Segment Start: TASK INPUTS
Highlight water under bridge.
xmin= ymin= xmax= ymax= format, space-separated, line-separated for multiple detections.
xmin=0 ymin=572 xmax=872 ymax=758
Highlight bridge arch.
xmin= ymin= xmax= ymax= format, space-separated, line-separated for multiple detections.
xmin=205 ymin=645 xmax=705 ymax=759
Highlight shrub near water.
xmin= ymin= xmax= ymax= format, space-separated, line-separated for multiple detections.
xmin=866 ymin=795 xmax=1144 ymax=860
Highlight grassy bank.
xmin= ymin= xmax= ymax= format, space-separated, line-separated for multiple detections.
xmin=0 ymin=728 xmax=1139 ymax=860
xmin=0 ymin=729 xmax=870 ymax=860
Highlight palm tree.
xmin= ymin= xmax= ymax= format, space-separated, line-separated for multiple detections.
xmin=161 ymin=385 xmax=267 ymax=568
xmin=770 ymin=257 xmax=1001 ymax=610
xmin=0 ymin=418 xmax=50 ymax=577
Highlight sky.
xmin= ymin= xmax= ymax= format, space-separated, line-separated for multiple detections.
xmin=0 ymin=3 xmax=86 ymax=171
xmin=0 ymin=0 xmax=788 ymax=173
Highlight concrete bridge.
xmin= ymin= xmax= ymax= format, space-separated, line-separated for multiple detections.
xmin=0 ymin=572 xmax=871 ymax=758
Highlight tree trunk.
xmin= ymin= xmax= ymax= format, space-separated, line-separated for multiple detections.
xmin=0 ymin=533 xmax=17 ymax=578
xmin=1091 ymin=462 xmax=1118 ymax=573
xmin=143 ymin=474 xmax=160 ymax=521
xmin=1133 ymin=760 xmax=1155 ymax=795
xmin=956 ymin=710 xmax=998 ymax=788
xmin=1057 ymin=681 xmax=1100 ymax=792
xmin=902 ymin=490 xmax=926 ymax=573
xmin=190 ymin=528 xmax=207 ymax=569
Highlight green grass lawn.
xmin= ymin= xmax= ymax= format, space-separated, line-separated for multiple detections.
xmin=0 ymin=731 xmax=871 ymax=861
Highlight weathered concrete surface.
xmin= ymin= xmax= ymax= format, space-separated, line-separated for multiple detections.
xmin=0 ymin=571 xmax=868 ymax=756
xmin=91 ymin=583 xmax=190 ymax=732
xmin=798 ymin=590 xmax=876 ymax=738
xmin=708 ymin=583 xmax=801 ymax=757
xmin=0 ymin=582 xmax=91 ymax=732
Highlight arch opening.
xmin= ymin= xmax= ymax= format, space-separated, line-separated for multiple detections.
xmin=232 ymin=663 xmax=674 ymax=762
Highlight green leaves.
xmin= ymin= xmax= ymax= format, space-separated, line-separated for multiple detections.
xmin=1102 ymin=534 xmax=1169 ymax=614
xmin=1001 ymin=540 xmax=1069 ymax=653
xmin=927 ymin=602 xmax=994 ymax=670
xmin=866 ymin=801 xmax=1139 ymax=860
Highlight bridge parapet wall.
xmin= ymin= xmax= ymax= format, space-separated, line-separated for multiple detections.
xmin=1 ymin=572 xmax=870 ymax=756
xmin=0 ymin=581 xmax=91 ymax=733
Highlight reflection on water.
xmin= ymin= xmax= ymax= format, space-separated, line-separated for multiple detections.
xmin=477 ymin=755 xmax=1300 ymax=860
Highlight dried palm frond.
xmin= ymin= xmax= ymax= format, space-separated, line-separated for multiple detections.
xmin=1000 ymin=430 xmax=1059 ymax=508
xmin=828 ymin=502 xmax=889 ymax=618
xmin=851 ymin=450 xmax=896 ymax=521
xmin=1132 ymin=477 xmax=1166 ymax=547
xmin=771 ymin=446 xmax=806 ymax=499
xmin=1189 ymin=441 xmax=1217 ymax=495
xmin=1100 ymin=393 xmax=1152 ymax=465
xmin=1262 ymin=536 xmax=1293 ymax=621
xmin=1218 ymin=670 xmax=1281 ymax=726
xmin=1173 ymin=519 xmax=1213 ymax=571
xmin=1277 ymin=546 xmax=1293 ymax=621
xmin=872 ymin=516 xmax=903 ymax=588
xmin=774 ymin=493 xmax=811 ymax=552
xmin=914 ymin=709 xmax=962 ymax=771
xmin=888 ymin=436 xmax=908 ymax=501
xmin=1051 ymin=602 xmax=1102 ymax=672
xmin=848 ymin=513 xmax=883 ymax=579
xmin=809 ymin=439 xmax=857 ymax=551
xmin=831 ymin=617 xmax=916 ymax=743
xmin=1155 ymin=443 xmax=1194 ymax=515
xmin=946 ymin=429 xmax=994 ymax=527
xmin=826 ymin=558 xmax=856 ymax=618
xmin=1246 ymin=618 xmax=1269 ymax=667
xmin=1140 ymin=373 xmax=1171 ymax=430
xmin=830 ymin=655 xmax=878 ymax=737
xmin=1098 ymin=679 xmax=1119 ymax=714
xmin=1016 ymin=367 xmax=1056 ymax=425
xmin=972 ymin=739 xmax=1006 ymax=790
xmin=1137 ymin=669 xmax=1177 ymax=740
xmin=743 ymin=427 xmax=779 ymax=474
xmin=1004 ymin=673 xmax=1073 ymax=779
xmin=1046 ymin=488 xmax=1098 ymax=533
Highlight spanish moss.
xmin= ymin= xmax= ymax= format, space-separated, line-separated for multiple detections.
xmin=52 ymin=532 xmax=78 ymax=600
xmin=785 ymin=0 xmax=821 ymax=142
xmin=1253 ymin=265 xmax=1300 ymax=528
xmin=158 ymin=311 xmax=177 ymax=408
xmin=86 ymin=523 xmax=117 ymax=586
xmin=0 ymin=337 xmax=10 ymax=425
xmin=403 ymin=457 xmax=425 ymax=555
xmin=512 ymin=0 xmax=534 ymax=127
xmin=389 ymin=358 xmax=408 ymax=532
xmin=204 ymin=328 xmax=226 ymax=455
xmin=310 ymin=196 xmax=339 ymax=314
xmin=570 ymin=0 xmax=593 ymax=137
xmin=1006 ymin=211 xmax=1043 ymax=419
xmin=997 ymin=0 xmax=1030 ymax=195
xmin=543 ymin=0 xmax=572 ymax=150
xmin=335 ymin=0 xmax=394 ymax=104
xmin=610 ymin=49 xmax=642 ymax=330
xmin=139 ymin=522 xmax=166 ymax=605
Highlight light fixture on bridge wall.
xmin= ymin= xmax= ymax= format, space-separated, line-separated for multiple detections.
Segment End: TASK INPUTS
• _BRIEF_: Among the records above, find each line holding the string "palm" and pull it out.

• _ANSWER_:
Highlight palm tree.
Highlight dried palm frond.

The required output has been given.